▸ **TASK PROMPT**:
Once you reach the line containing "Target | swimming pool" in the entries below, write out that line and each one after it down to the line containing "Target | palm tree", exactly and with nothing added.

▸ **RECORD EXTRACTS**:
□ □ □ □
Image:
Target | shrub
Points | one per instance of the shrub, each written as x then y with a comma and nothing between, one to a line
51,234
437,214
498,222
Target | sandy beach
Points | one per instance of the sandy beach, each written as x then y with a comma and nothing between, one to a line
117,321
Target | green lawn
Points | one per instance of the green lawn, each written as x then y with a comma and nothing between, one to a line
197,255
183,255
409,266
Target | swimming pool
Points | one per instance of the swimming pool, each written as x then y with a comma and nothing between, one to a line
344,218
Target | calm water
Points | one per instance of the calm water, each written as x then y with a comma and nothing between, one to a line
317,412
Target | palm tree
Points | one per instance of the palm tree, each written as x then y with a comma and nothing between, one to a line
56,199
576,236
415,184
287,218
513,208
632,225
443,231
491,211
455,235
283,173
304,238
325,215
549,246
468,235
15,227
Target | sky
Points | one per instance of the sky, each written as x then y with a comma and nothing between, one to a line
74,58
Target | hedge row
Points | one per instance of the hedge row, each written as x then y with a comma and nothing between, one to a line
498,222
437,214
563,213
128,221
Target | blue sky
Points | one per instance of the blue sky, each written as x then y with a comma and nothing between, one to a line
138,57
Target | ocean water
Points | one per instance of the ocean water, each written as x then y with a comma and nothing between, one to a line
□ □ □ □
▸ **ANSWER SPACE**:
Target | swimming pool
Points | one per instance of the swimming pool, each written as x then y with a comma and nothing between, one to a line
344,218
Target | calm water
Points | one per instance of the calm water, each written as x then y with a comma and nothing between, one to a line
317,412
Target | palm tree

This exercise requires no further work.